=== PROMPT ===
Count the lines in the items below that contain the word "trousers", matching case exactly, and reply with only that number.

=== RECORDED INFORMATION ===
####################

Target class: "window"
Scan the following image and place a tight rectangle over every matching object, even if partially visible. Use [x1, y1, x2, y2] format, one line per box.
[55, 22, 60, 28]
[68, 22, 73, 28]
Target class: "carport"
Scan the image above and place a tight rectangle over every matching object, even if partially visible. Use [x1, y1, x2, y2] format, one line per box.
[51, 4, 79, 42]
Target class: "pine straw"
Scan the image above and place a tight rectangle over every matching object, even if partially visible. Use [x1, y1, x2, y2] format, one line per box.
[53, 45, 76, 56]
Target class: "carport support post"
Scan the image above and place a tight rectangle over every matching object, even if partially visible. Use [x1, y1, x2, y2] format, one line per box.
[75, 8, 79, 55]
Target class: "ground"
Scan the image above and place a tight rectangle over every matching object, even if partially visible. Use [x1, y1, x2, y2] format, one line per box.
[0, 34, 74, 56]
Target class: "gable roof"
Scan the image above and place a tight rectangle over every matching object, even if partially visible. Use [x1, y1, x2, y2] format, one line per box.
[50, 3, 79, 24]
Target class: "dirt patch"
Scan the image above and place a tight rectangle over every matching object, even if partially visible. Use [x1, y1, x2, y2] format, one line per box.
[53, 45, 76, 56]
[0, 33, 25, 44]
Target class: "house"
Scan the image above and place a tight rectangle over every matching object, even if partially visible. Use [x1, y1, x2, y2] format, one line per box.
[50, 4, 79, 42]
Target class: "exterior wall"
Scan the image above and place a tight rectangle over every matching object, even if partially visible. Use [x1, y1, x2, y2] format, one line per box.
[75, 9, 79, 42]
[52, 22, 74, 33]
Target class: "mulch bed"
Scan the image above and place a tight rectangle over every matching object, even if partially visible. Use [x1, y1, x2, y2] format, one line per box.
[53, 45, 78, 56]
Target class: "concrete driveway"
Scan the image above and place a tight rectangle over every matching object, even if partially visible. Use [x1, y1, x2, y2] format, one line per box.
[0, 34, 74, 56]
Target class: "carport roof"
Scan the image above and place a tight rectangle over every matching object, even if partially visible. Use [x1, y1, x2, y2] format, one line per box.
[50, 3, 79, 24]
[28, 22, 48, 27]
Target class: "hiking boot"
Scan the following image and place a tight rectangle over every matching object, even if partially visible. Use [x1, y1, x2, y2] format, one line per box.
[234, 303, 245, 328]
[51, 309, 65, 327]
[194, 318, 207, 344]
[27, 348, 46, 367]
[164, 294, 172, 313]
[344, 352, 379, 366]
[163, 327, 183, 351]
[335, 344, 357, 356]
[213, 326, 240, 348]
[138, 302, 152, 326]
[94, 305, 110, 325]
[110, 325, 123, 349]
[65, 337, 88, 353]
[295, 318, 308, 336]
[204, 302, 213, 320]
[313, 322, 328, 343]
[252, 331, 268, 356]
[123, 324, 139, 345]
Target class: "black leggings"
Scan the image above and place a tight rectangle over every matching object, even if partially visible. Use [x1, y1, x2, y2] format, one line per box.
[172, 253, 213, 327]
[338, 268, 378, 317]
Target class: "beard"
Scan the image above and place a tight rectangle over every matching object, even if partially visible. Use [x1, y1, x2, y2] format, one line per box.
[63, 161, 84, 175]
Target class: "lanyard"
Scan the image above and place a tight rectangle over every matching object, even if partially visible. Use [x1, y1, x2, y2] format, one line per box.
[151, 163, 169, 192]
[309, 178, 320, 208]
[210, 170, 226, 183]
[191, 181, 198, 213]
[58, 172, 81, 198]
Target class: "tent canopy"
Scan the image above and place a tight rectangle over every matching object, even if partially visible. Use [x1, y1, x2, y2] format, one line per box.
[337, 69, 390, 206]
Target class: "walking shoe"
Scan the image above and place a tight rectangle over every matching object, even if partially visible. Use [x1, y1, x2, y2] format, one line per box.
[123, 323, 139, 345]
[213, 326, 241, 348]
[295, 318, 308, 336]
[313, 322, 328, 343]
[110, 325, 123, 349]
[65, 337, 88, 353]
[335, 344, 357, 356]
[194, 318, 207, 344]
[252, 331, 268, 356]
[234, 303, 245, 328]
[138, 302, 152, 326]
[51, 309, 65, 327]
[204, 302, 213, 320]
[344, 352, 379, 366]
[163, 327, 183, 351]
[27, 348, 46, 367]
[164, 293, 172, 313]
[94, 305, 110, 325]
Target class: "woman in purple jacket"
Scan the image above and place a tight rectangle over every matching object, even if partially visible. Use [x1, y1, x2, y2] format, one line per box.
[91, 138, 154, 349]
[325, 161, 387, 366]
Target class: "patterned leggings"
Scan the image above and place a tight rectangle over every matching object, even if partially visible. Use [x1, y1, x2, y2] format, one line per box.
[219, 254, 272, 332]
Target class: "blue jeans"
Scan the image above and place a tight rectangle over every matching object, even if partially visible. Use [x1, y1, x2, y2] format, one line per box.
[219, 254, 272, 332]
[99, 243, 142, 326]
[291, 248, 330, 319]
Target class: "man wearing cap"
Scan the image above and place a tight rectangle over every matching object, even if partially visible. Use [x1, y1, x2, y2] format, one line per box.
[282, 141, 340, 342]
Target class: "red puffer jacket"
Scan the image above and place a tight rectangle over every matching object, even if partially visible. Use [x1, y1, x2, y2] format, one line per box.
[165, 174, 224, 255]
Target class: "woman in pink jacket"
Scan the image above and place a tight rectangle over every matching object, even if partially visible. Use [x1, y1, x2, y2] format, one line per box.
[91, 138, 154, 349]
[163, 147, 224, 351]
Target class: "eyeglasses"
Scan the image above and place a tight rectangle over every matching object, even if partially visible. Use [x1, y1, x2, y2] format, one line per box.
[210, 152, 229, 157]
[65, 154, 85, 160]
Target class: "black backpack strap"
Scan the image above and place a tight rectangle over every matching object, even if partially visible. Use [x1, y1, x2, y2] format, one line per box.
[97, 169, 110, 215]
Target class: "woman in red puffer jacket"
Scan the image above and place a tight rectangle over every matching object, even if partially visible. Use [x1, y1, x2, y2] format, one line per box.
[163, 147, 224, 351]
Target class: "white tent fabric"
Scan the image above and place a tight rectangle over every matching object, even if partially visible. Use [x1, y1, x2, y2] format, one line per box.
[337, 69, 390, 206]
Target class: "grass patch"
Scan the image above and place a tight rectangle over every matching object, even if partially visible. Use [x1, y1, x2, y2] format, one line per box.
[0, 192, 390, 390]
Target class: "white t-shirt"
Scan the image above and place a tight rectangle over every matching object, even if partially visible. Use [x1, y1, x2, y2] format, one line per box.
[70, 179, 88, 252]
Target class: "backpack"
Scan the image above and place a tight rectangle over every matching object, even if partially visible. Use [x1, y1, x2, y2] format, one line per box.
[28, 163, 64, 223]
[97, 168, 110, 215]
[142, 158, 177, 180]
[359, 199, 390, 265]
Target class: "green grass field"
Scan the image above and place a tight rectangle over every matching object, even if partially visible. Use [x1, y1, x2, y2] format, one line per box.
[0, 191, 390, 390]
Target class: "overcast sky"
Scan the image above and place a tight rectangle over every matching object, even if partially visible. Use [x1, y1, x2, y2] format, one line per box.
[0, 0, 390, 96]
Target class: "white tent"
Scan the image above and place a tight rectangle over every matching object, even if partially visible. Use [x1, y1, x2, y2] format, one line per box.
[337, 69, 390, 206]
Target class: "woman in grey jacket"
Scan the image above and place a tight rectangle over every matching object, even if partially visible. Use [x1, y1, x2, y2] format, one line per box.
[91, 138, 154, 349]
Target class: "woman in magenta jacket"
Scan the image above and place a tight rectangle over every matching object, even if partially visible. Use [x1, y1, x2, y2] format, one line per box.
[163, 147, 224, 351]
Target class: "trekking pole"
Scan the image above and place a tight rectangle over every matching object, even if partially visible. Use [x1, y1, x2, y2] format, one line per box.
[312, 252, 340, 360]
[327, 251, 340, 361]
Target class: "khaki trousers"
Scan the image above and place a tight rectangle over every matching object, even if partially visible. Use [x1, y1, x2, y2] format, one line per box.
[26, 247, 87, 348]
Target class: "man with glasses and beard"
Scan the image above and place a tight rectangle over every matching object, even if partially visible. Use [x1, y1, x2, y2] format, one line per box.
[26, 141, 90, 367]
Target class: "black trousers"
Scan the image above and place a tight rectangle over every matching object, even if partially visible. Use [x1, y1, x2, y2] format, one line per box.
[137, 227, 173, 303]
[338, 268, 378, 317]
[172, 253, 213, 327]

####################

=== RESULT FOR THIS EXERCISE ===
2